**WHAT THE TASK ASKS**.
Each line from the one that contains "# point at: black sunglasses" to the end of the material must be set down exactly, and no line before it.

**EXERCISE DATA**.
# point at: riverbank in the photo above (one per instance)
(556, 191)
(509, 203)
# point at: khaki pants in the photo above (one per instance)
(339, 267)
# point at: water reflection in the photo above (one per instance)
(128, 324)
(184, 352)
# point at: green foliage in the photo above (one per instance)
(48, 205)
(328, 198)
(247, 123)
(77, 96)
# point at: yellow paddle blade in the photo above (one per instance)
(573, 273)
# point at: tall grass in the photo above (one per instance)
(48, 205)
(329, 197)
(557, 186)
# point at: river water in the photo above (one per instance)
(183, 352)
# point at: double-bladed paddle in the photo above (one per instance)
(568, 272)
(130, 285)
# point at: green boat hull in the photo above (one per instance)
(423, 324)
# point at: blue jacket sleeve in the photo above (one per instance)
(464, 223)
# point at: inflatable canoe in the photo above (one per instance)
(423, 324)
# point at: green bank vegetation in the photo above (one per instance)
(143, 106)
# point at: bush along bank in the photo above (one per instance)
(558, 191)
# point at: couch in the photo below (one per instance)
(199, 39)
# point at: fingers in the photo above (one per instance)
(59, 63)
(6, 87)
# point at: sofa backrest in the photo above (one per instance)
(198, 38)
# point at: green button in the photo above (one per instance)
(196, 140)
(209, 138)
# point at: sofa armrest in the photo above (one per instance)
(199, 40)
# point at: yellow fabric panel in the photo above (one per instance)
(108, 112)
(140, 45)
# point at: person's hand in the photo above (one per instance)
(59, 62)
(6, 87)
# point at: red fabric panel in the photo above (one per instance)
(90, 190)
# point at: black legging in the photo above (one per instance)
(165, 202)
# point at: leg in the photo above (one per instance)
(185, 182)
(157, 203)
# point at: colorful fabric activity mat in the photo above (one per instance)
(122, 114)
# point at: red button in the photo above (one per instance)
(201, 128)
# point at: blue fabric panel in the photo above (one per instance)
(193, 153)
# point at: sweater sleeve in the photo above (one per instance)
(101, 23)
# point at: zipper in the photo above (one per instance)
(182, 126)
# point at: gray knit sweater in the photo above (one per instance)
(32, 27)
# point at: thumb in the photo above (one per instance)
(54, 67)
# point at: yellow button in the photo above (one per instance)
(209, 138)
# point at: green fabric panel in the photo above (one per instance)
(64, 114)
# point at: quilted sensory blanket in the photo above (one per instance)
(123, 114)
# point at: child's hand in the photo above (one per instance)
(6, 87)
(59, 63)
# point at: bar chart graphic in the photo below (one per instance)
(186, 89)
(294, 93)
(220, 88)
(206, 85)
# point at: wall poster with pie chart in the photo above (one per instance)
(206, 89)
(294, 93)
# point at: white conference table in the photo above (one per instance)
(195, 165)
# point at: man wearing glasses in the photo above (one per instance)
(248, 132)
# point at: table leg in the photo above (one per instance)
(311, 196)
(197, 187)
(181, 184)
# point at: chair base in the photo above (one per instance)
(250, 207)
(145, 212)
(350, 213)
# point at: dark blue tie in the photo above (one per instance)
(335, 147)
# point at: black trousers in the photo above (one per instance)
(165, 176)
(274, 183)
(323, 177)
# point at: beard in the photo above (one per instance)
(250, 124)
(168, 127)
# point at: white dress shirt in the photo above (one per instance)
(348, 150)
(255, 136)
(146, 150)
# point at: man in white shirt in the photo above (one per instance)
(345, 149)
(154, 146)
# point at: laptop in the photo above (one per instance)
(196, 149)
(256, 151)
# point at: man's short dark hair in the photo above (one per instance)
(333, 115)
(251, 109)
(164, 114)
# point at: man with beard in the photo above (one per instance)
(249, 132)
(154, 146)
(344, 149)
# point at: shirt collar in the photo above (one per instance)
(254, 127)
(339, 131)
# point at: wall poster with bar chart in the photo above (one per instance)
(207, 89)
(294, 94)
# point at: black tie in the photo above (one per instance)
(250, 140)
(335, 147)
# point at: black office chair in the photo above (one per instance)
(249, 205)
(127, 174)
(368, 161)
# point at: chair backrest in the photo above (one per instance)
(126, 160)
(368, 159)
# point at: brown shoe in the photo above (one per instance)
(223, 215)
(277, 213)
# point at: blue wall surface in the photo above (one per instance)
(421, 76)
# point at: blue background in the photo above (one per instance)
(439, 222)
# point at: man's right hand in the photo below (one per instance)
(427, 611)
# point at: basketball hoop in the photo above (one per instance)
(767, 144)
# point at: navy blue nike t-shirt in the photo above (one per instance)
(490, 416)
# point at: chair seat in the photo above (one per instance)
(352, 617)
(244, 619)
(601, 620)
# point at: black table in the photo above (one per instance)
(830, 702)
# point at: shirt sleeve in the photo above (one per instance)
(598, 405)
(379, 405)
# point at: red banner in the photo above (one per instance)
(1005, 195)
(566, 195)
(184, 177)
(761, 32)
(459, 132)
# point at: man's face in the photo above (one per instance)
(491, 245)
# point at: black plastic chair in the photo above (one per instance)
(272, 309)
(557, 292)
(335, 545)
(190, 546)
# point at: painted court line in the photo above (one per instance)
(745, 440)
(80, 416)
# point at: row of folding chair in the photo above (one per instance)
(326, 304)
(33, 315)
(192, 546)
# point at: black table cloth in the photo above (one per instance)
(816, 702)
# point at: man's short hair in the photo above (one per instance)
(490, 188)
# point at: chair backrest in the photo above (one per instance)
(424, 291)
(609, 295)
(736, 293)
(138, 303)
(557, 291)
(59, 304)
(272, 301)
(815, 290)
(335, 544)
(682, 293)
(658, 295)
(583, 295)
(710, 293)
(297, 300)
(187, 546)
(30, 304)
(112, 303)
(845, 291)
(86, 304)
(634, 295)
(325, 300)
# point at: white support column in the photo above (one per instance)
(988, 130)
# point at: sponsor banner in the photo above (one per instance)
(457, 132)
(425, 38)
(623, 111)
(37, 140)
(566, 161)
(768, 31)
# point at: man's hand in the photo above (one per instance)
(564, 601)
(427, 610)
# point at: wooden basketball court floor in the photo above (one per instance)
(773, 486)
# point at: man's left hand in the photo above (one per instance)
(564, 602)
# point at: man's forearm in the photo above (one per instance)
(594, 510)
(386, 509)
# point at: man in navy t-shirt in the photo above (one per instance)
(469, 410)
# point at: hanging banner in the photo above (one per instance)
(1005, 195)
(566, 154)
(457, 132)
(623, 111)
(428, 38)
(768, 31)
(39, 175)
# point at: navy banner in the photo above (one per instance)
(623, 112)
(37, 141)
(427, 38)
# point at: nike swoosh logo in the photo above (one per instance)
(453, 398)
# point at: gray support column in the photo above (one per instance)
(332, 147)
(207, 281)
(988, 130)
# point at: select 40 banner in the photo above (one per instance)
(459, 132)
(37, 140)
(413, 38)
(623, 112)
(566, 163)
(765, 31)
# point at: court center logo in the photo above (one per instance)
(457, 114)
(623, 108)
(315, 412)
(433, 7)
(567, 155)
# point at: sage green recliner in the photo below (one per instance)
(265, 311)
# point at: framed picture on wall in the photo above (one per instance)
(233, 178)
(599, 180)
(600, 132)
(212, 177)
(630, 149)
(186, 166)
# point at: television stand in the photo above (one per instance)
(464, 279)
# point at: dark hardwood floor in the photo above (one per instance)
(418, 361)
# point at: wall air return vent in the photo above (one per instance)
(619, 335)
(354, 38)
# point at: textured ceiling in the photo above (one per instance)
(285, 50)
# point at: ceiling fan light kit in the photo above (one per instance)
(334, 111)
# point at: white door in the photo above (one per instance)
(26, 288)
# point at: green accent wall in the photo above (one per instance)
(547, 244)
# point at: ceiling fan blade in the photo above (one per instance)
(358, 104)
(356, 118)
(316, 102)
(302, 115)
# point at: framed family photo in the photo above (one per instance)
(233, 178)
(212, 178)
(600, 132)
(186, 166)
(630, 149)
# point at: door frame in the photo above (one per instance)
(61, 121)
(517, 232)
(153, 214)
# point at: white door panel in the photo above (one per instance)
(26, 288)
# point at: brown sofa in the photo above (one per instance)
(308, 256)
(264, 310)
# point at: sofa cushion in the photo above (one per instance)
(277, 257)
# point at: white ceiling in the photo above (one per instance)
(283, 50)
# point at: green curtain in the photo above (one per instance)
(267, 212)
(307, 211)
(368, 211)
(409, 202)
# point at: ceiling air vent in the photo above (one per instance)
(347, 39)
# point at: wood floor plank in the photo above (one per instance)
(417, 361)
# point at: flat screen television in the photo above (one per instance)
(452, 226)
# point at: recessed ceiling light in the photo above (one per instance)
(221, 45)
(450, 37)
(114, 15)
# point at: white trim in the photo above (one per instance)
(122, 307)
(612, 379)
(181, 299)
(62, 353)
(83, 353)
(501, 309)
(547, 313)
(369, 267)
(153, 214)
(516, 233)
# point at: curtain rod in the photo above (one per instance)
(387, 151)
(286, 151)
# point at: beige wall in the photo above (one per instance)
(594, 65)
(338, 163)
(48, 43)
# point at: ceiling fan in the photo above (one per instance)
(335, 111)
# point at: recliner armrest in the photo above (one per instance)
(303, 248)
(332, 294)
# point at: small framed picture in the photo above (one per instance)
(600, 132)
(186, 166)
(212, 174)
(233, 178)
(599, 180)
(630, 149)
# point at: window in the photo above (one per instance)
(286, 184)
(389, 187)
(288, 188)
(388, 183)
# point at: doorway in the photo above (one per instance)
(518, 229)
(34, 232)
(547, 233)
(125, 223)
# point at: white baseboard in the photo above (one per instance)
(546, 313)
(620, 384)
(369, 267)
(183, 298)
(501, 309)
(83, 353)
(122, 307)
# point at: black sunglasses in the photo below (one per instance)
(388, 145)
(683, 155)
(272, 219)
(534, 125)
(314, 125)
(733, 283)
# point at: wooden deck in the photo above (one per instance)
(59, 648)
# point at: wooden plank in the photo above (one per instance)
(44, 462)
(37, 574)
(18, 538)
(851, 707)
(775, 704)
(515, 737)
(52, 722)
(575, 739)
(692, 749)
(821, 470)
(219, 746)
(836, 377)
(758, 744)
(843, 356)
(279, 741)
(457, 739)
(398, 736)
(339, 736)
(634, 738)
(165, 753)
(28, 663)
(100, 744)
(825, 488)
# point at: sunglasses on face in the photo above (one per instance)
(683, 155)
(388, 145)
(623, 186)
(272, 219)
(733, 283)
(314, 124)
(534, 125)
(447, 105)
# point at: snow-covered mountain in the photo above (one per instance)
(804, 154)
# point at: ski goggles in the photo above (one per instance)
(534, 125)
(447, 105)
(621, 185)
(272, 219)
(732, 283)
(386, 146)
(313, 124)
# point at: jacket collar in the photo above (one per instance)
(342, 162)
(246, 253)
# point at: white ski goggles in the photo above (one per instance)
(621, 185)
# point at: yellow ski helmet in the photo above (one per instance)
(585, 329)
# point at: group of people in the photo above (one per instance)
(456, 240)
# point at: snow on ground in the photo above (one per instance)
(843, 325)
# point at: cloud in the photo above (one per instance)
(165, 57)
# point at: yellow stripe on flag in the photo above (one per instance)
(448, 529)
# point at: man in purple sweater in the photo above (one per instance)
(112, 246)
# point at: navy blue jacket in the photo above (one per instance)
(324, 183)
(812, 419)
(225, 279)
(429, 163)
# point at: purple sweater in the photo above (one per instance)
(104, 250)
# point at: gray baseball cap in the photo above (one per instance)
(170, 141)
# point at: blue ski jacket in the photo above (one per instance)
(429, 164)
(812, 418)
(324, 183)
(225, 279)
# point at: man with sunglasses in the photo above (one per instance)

**THE OUTPUT**.
# point at: black sunglasses in the photo below (one per instance)
(388, 145)
(683, 155)
(272, 219)
(534, 125)
(314, 125)
(733, 283)
# point at: wooden deck in the photo above (one per instance)
(59, 648)
# point at: wooden plank in the photo above (one per instance)
(44, 462)
(37, 574)
(18, 538)
(851, 707)
(775, 704)
(515, 737)
(52, 722)
(575, 739)
(692, 749)
(821, 470)
(219, 746)
(836, 377)
(758, 744)
(843, 356)
(279, 741)
(457, 739)
(398, 736)
(339, 736)
(634, 738)
(165, 753)
(28, 663)
(100, 744)
(825, 488)
# point at: sunglasses on face in the photo above (one per instance)
(683, 155)
(388, 145)
(623, 186)
(272, 219)
(733, 283)
(314, 124)
(534, 125)
(447, 105)
# point at: snow-covered mountain in the photo above (one per instance)
(804, 154)
# point at: ski goggles in the photo above (one per instance)
(534, 125)
(447, 105)
(621, 185)
(272, 219)
(732, 283)
(386, 146)
(313, 124)
# point at: jacket collar in the photo above (one per instance)
(342, 162)
(246, 253)
# point at: white ski goggles in the photo above (one per instance)
(621, 185)
# point at: yellow ski helmet in the photo above (one per instance)
(585, 329)
# point at: group of people in the photo above (one per instance)
(456, 240)
# point at: snow on ground in the photo above (one per instance)
(843, 325)
# point at: cloud in the photo above (one per instance)
(165, 57)
# point at: yellow stripe on flag in the photo above (one per instance)
(448, 529)
# point at: man in purple sweater in the photo above (one per instance)
(112, 246)
# point at: navy blue jacket in the photo above (one per instance)
(324, 183)
(812, 419)
(225, 279)
(429, 163)
# point at: purple sweater in the photo above (one per instance)
(104, 250)
# point at: gray baseball cap in the photo above (one per instance)
(170, 141)
# point at: blue ski jacket in the photo above (one per instance)
(429, 164)
(812, 418)
(324, 183)
(225, 279)
# point at: man with sunglasses in the photo above (one per instance)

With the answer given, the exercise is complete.